■ SHORT TASK
Reproduce verbatim the data from the line with "Query: stone pillar" through the line with "619 374 L 619", both ends included, and output nothing else.

Begin

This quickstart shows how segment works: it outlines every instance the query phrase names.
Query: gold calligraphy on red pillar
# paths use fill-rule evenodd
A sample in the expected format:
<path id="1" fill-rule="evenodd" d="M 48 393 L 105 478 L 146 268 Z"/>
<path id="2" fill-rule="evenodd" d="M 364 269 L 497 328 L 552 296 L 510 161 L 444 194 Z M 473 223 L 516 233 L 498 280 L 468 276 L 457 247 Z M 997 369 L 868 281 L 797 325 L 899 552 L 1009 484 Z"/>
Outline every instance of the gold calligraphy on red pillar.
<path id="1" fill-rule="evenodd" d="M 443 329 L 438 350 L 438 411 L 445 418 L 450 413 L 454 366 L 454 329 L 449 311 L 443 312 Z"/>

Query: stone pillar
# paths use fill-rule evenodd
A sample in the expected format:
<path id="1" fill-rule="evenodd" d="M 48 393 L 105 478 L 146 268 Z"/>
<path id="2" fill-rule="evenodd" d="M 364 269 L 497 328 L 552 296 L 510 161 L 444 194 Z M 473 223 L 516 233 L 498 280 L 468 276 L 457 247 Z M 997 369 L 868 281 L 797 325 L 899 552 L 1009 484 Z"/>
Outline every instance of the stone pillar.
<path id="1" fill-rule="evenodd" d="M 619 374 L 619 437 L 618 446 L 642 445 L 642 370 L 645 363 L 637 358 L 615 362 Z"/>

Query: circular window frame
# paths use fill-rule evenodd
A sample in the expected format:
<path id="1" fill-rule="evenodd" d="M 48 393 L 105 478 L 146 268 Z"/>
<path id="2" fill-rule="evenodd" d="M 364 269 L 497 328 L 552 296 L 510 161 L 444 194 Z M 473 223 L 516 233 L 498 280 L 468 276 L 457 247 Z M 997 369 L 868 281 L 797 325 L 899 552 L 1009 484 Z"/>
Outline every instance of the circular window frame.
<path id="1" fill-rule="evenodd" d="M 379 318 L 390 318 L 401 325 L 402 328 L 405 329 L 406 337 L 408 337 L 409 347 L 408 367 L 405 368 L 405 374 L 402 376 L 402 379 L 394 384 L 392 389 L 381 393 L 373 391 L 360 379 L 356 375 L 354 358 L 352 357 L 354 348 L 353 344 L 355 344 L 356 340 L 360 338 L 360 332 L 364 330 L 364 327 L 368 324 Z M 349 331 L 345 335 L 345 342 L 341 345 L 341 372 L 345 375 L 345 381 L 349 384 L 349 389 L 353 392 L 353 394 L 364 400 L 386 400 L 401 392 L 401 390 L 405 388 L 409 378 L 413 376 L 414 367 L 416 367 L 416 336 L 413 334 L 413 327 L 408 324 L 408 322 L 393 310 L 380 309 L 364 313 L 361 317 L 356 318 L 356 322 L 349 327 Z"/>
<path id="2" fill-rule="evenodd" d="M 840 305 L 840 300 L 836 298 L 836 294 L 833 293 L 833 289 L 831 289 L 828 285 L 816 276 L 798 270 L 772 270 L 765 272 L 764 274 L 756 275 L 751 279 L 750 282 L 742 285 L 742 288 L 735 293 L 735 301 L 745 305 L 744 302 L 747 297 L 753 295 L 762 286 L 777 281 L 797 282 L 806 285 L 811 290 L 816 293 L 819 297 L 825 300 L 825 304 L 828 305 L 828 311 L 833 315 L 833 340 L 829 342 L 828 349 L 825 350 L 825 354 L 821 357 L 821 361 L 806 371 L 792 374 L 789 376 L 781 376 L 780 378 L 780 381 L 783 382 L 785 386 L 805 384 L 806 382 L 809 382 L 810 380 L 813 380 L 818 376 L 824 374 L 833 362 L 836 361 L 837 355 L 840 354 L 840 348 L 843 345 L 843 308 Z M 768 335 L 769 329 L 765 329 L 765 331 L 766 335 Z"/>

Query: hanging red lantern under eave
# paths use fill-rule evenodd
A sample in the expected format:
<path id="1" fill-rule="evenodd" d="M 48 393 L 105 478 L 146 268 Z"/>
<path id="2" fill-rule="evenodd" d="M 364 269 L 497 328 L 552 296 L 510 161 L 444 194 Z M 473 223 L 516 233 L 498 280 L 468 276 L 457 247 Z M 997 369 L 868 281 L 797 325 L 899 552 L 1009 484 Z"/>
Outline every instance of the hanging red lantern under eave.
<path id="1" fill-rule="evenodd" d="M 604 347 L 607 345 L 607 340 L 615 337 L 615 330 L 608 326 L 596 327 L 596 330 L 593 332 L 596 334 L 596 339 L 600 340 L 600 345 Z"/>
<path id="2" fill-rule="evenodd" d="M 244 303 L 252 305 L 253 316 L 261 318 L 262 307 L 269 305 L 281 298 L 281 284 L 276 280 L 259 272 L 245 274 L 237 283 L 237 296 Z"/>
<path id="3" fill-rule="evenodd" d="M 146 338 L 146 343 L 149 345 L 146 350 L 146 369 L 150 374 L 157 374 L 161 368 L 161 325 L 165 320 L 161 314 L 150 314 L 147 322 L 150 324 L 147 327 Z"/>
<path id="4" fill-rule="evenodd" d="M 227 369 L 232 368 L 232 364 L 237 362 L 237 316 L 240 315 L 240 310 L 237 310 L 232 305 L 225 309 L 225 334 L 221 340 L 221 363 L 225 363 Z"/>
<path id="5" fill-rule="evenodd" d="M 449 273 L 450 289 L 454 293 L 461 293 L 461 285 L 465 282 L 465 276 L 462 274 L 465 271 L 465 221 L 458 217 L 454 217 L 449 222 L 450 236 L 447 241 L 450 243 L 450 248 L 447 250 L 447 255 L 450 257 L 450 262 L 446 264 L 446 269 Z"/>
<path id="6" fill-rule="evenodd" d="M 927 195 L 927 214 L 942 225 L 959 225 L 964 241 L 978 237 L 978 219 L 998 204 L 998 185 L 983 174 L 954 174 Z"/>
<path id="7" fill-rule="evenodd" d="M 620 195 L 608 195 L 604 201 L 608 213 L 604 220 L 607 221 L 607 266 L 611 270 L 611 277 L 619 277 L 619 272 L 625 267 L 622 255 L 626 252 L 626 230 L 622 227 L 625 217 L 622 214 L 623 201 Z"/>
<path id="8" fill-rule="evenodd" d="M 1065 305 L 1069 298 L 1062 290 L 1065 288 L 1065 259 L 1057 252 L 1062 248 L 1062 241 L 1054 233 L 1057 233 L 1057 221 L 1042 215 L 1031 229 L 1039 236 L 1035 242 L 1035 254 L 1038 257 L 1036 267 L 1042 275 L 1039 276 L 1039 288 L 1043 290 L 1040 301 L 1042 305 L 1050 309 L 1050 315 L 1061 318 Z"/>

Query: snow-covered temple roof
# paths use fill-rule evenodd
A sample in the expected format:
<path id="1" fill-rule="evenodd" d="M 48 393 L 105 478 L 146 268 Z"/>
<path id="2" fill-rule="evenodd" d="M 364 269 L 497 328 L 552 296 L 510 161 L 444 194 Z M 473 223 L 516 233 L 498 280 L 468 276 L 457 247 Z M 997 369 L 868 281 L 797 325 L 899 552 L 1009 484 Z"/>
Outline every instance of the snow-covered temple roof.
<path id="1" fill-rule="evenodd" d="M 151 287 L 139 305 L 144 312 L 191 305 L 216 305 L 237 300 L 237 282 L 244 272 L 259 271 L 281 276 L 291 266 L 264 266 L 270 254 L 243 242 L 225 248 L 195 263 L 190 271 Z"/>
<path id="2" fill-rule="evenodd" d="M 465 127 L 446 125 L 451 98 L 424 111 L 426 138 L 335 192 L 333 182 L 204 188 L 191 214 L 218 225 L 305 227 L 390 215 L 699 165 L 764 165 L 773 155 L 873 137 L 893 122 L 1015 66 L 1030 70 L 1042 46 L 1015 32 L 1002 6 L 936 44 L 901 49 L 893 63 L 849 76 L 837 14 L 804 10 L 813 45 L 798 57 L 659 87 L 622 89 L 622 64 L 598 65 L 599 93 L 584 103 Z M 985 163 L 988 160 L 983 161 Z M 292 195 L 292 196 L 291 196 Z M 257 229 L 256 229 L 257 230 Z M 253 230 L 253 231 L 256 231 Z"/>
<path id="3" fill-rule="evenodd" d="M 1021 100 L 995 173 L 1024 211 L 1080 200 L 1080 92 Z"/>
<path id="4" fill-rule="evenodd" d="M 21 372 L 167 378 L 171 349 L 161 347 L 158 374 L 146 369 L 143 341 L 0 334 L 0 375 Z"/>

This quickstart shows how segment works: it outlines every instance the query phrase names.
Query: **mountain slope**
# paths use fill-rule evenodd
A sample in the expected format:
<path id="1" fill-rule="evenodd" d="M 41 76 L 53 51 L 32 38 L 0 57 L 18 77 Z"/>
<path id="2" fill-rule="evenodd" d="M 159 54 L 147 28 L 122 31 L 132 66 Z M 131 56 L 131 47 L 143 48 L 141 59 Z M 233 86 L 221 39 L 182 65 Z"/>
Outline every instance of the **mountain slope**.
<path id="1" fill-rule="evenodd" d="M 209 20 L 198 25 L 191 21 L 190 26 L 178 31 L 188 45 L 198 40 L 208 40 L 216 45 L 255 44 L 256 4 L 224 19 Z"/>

End

■ RESPONSE BELOW
Query: stone pillar
# paths use fill-rule evenodd
A sample in the expected format:
<path id="1" fill-rule="evenodd" d="M 48 393 L 105 478 L 146 268 Z"/>
<path id="2" fill-rule="evenodd" d="M 364 269 L 497 328 L 552 296 L 510 161 L 444 194 Z M 473 223 L 516 233 L 498 280 L 468 276 L 457 247 Z M 997 369 L 868 281 L 797 325 L 899 552 L 1009 484 Z"/>
Outline every instance of the stone pillar.
<path id="1" fill-rule="evenodd" d="M 619 374 L 619 437 L 618 446 L 642 445 L 642 370 L 645 363 L 637 358 L 615 362 Z"/>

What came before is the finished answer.